───── TRECHO DA PÁGINA

Os problemas, observados pelo Estado, são talvez o mais grave exemplo de uma situação de penúria denunciada amplamente por pesquisadores e ambientalistas, de dentro e de fora do governo estadual, que acomete um grande número das unidades de conservação (UCs) paulistas, que carecem de condições mínimas de infraestrutura e recursos humanos para funcionar adequadamente.
Isso, apesar de a Secretaria do Meio Ambiente (SMA) do Estado de São Paulo ter pelo menos R$ 144 milhões disponíveis em caixa para investimento nas UCs, oriundos do pagamento de compensações ambientais por empreendimentos, segundo dados obtidos pela reportagem por meio da Lei de Acesso à Informação. Somado a isso, o orçamento atual da Secretaria do Meio Ambiente (SMA), de R$ 882 milhões, é o segundo maior dos últimos cinco anos, depois de ter sofrido uma queda significativa em 2011.
Pouco dessa saúde financeira recuperada, porém, tem sido repassada para os parques e reservas ecológicas do Estado, que agonizam com uma série de problemas crônicos e agudos.
O parque da Ilha do Cardoso, inserido numa das regiões mais bem preservadas de Mata Atlântica do País, na divisa de São Paulo como o Paraná, costumava ser um dos parques mais visitados do Estado. Escolas precisavam agendar visitas com semanas de antecedência para conseguir uma vaga. Agora, são poucos os estudantes - e até mesmo pesquisadores - que se aventuram por lá.
A antiga pousada, onde os alunos ficavam hospedados, teve parte de uma das marquises destruída por um vendaval em outubro. Uma vistoria técnica depois constatou que a laje apresentava sinais de corrosão. Outras oito casas que serviriam para hospedar visitantes também estão fechadas.
"Não é um hotel cinco estrelas, mas dá para receber bem as pessoas, sim. Estive lá no início do ano", disse o secretário Bruno Covas, em entrevista ao Estado na semana passada. Informado pela reportagem de que as estruturas estavam abandonadas e com problemas estruturais, porém, demonstrou surpresa e cobrou explicações do diretor da Fundação Florestal, Olavo Reino Francisco, sentado ao seu lado.
Francisco disse que "a fundação ainda não recebeu a obra" e que a empresa responsável, a Lacon Engenharia, contratada em 2009, já foi autuada por irregularidades. "Tem uma série de problemas ali", disse.
"A empresa contratada já foi notificada, realizou vistoria, concordou com as obras necessárias e deu prazo para a secretaria de até 60 dias para sanar todas as questões técnicas levantadas", informou a secretaria, por escrito, após a entrevista. "Cabe assinalar que a secretaria não efetuou o pagamento do caução, e que apenas o fará mediante a entrega final da obra. Após a conclusão, o parque será imediatamente aberto para a população."

──────────
───── DADOS FORNECIDOS

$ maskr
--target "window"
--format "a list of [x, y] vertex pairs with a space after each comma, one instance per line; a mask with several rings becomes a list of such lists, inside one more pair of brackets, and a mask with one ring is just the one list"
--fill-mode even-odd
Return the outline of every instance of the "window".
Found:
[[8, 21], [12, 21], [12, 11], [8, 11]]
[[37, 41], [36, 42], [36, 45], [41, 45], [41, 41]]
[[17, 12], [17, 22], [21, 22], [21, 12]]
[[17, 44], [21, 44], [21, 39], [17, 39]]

──────────

*TAREFAS*
a: Apresente em forma de lista numerada as linhas dos registros, começando pela primeira linha e parando depois da linha que contém "[x, y] vertex". Deixe de fora as linhas em branco.
b: Prossiga com a reportagem sobre as unidades de conservação paulistas a partir do ponto em que ela termina.

*RESPOSTAS ESPERADAS*
a:
1. $ maskr
2. --target "window"
3. --format "a list of [x, y] vertex pairs with a space after each comma, one instance per line; a mask with several rings becomes a list of such lists, inside one more pair of brackets, and a mask with one ring is just the one list"

b:
Apesar desses problemas na Ilha do Cardoso, a mesma empresa foi contratada pela SMA em 2012, via edital, para construir uma pousada no Parque Estadual Intervales, por R$ 3,5 milhões. E, novamente, houve problemas. Segundo o diretor da FF, o projeto está "num limbo". "Os mesmos problemas que ocorreram lá (na Ilha do Cardoso) ocorreram cá (em Intervales)", disse Francisco. "Também a secretaria não recebe nem paga. Você contrata a empresa, entende que ela é séria, dá o projeto, e ela não executa, mas no fim quer entregar e cobrar. É uma pena."
Mais tarde, por escrito, a secretaria informou que "a Fundação Florestal está fazendo a última vistoria para o recebimento da obra que deverá ser entregue para a população nos próximos dois meses, quando também o parque será aberto".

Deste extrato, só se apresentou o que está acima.